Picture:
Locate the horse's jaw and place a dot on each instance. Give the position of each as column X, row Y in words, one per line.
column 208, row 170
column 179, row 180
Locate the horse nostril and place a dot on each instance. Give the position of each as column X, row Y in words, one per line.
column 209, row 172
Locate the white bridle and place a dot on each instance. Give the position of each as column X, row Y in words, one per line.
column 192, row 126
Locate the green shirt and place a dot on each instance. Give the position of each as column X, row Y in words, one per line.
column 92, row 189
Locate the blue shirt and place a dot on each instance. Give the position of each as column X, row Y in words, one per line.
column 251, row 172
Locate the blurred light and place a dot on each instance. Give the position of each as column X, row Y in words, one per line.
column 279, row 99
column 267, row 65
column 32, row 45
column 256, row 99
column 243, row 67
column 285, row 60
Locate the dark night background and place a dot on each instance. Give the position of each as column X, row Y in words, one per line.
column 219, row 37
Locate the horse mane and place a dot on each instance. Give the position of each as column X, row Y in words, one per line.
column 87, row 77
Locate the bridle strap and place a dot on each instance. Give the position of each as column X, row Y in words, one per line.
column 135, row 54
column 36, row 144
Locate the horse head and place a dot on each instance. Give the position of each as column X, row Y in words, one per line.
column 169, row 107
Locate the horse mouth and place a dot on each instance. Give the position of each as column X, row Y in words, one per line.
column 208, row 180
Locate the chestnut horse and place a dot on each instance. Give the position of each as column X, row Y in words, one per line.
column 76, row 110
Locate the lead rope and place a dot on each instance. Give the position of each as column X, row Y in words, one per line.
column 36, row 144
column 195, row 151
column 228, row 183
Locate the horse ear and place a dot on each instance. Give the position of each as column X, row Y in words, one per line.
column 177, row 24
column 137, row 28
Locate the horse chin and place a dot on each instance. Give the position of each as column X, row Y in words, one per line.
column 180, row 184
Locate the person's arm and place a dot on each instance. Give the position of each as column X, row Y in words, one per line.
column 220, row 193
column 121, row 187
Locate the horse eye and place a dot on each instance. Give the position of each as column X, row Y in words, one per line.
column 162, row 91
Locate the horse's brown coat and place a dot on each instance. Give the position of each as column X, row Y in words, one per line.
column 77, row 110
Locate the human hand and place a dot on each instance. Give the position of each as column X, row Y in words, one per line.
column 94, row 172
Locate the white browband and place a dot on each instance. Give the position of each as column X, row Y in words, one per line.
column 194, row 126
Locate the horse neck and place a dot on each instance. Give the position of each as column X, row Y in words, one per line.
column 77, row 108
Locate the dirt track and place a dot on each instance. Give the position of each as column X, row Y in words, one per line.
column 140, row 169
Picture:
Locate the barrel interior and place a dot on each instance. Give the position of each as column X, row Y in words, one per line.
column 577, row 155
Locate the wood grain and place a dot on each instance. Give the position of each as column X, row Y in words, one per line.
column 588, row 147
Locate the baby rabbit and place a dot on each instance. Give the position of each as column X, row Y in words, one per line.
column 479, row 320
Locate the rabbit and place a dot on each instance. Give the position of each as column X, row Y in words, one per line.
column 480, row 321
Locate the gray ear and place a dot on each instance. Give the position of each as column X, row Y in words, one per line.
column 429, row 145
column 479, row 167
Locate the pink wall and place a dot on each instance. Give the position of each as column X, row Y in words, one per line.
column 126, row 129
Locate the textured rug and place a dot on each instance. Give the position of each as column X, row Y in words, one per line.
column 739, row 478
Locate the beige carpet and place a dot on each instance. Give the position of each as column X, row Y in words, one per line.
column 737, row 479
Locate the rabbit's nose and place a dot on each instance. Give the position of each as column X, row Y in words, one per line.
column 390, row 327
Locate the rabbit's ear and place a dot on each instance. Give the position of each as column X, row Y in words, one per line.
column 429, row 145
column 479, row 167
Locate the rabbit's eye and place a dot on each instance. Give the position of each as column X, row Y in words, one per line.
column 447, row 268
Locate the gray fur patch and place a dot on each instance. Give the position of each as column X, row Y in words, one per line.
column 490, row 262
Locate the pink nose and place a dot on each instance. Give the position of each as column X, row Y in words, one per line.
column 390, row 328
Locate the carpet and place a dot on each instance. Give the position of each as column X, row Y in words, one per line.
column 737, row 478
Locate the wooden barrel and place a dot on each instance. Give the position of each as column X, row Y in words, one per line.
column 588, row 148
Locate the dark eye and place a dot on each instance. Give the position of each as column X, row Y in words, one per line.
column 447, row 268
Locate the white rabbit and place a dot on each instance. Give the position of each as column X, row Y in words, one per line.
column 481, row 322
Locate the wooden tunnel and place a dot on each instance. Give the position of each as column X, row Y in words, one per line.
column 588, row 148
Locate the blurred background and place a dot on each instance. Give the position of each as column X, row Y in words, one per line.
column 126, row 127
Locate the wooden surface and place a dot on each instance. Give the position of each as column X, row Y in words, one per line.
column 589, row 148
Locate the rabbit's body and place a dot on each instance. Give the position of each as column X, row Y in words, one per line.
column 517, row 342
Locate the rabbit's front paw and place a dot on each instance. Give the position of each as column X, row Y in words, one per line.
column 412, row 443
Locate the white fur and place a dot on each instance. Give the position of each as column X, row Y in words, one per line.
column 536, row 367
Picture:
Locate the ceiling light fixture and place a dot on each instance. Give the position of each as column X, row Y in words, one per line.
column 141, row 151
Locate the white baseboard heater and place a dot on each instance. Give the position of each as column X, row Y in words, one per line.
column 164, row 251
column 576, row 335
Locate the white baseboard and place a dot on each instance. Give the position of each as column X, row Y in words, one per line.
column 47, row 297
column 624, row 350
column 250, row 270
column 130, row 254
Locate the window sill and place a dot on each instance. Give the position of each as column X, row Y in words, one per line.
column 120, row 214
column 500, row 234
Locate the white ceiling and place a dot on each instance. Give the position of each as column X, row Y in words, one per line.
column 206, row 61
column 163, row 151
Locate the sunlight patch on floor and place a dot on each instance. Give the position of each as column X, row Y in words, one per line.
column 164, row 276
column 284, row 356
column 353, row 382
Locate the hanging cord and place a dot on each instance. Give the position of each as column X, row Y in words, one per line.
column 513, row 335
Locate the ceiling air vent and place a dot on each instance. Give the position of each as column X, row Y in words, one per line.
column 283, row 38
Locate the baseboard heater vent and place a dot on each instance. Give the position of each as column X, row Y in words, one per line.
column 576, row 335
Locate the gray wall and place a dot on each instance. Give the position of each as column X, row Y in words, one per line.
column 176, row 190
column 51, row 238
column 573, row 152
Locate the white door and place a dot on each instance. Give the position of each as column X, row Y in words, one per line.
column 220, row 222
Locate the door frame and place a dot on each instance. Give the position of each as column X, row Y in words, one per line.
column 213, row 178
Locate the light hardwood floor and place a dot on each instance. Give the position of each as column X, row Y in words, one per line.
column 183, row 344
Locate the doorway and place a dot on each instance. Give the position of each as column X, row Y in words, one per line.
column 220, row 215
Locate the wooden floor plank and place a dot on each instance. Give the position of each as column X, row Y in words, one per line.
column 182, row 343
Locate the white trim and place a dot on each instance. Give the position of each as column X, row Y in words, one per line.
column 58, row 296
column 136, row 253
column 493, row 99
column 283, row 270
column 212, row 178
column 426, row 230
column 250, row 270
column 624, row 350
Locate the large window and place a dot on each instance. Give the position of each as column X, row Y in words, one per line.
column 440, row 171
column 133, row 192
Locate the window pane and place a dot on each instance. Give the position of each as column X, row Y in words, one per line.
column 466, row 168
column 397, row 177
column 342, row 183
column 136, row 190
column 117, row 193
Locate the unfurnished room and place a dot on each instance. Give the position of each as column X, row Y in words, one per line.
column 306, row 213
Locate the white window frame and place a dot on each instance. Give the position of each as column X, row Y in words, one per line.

┄┄┄┄┄┄

▶ [Problem to work on]: Write the material out once more, keeping each line exact.

▶ [Expected output]:
Picture:
Locate the horse's jaw and place a dot on each instance. Give the position of each as column X, row Y in words, one per line.
column 208, row 170
column 179, row 180
Locate the horse nostril and place a dot on each instance. Give the position of each as column X, row Y in words, one per line.
column 209, row 172
Locate the white bridle and place a dot on each instance. Give the position of each as column X, row Y in words, one per line.
column 192, row 126
Locate the green shirt and place a dot on each instance. Give the position of each as column X, row Y in words, one per line.
column 92, row 189
Locate the blue shirt and place a dot on each instance. Give the position of each as column X, row Y in words, one per line.
column 251, row 172
Locate the blurred light and place a dot on each instance. Give the position of each as column X, row Y in words, one per line.
column 279, row 99
column 267, row 65
column 32, row 45
column 256, row 99
column 243, row 67
column 285, row 60
Locate the dark night background and place a dot on each instance. Give the position of each as column X, row Y in words, one per line.
column 219, row 37
Locate the horse mane and place a dot on each instance. Give the position of each as column X, row Y in words, one per line.
column 87, row 77
Locate the bridle strap and place a dot on each instance. Give the position of each as column X, row Y in words, one per line.
column 135, row 54
column 36, row 144
Locate the horse head and place a dot on each instance. Give the position of each as column X, row Y in words, one per line.
column 169, row 107
Locate the horse mouth and place a dot on each instance. Give the position of each as column X, row Y in words, one per line.
column 208, row 180
Locate the chestnut horse and place a dot on each instance. Give the position of each as column X, row Y in words, one per line.
column 76, row 110
Locate the lead rope and place a dot on each instance. Give the position of each as column X, row Y in words, one per line.
column 36, row 144
column 195, row 151
column 228, row 183
Locate the horse ear and place a dot on each instance. Give the position of each as column X, row Y in words, one per line.
column 177, row 24
column 137, row 28
Locate the horse chin and place a dot on each instance. Give the position of each as column X, row Y in words, one per line.
column 180, row 184
Locate the person's arm and place a dot on each instance. Give the position of each as column X, row Y in words, one per line.
column 220, row 193
column 121, row 187
Locate the horse eye and place a dot on each instance. Give the position of each as column X, row Y in words, one per line.
column 162, row 91
Locate the horse's brown coat and place a dot on each instance. Give the position of each as column X, row Y in words, one per line.
column 77, row 110
Locate the human hand and place a dot on each instance. Give the position of each as column X, row Y in words, one per line.
column 94, row 172
Locate the white browband and place a dot on each instance. Give the position of each as column X, row Y in words, one per line.
column 194, row 126
Locate the horse neck and place a dot on each instance. Give the position of each as column X, row Y in words, one per line.
column 77, row 108
Locate the dirt track and place a dot on each instance. Give the position of each as column X, row Y in words, one per line.
column 140, row 169
Picture:
Locate the barrel interior and place a dot on each instance. Give the position of each as column X, row Y in words, one per line.
column 577, row 155
Locate the wood grain and place a dot on each instance. Give the position of each as column X, row Y in words, one per line.
column 588, row 147
Locate the baby rabbit and place a dot on each instance. Give the position of each as column X, row Y in words, one per line.
column 479, row 320
Locate the rabbit and place a dot on each instance. Give the position of each as column X, row Y in words, one per line.
column 480, row 321
Locate the gray ear and place a dot on each instance. Give the position of each as column X, row Y in words, one per line.
column 429, row 145
column 479, row 167
Locate the pink wall and place a dot on each instance. Give the position of each as column X, row Y in words, one per line.
column 126, row 129
Locate the textured rug and place a dot on each instance. Give the position of each as column X, row Y in words, one per line.
column 739, row 478
Locate the beige carpet and place a dot on each instance. Give the position of each as column X, row Y in words, one per line.
column 737, row 479
Locate the rabbit's nose and place a dot on each instance. Give the position of each as column X, row Y in words, one per line.
column 390, row 327
Locate the rabbit's ear and place a dot on each instance. Give the position of each as column X, row Y in words, one per line.
column 429, row 145
column 479, row 167
Locate the rabbit's eye and place a dot on each instance. Give the position of each as column X, row Y in words, one per line.
column 447, row 268
Locate the gray fur patch and place a dot on each instance. Give the position of each as column X, row Y in words, one per line.
column 490, row 262
Locate the pink nose and place a dot on each instance. Give the position of each as column X, row Y in words, one per line.
column 390, row 328
Locate the carpet and place a dot on each instance. Give the position of each as column X, row Y in words, one per line.
column 737, row 478
Locate the wooden barrel and place a dot on each instance. Give the position of each as column X, row Y in words, one per line.
column 588, row 148
Locate the dark eye and place a dot on each instance. Give the position of each as column X, row Y in words, one per line.
column 447, row 268
Locate the white rabbit and place a dot on each instance. Give the position of each as column X, row Y in words, one per line.
column 481, row 322
Locate the wooden tunnel and place a dot on each instance. Give the position of each as column X, row Y in words, one per line.
column 588, row 148
Locate the blurred background and place a dot on each instance. Give the position of each as column X, row Y in words, one per line.
column 126, row 127
Locate the wooden surface and place a dot on each instance. Give the position of each as column X, row Y in words, one per line.
column 589, row 148
Locate the rabbit's body and place a dot on each instance. Give the position of each as column X, row Y in words, one per line.
column 517, row 342
Locate the rabbit's front paw and place a dot on each instance. Give the position of each as column X, row Y in words, one per line.
column 412, row 443
Locate the white fur and place a dot on each instance. Give the position of each as column X, row Y in words, one per line.
column 536, row 367
Picture:
Locate the ceiling light fixture and place a dot on each instance. Give the position of each as column X, row Y in words, one per line.
column 141, row 151
Locate the white baseboard heater and place a dot on each instance. Give the position of each as column X, row Y in words, one per line.
column 164, row 251
column 576, row 335
Locate the white baseboard and place a dot on each instance. Give the position of each as column X, row Y in words, one per line.
column 47, row 297
column 624, row 350
column 250, row 270
column 130, row 254
Locate the window sill and place a dot on each instance. Give the position of each as column X, row Y in words, one per line.
column 120, row 214
column 500, row 234
Locate the white ceiling and place a dot on each instance. Give the position of each as column X, row Y in words, one per line.
column 206, row 61
column 163, row 151
Locate the sunlight patch on floor and place a dot on each instance. Give the position of each as column X, row Y in words, one per line.
column 164, row 276
column 284, row 356
column 353, row 382
Locate the hanging cord and place a dot on each instance. Give the position of each as column X, row Y in words, one per line.
column 513, row 335
Locate the ceiling air vent and place a dot on each instance. Give the position of each as column X, row Y in words, one per line.
column 283, row 38
Locate the baseboard heater vent and place a dot on each instance. Give the position of each as column X, row Y in words, one per line.
column 576, row 335
Locate the gray wall and place a dot on each instance. Give the position of each as column X, row Y in words, one per line.
column 176, row 190
column 51, row 238
column 573, row 152
Locate the white door and place a dot on each instance. Give the position of each as column X, row Y in words, one per line.
column 220, row 222
Locate the door frame and place a dot on each instance. Give the position of each as column X, row Y in words, one per line.
column 213, row 178
Locate the light hardwood floor and place a dot on each instance. Give the position of each as column X, row Y in words, one per line.
column 183, row 344
Locate the doorway and place a dot on each instance. Give the position of each as column X, row Y in words, one per line.
column 220, row 215
Locate the wooden floor plank and place a dot on each instance. Give the position of each as column X, row Y in words, one per line.
column 182, row 343
Locate the white trim and place a dot on each instance. Give the position of each as column X, row Y in words, one per line.
column 58, row 296
column 136, row 253
column 493, row 99
column 283, row 270
column 212, row 178
column 426, row 230
column 250, row 270
column 624, row 350
Locate the large window and place a dot on each instance. Give the position of each as column X, row Y in words, one per line.
column 440, row 171
column 133, row 192
Locate the window pane and place a dot on each instance. Give the position of each as column X, row Y in words, one per line.
column 466, row 168
column 397, row 177
column 342, row 183
column 136, row 190
column 117, row 193
Locate the unfurnished room and place a dot on each instance. Give the position of each as column X, row Y in words, one per line.
column 306, row 213
Locate the white window frame and place a dot on each instance. Give the position of each as column X, row Y in words, one per line.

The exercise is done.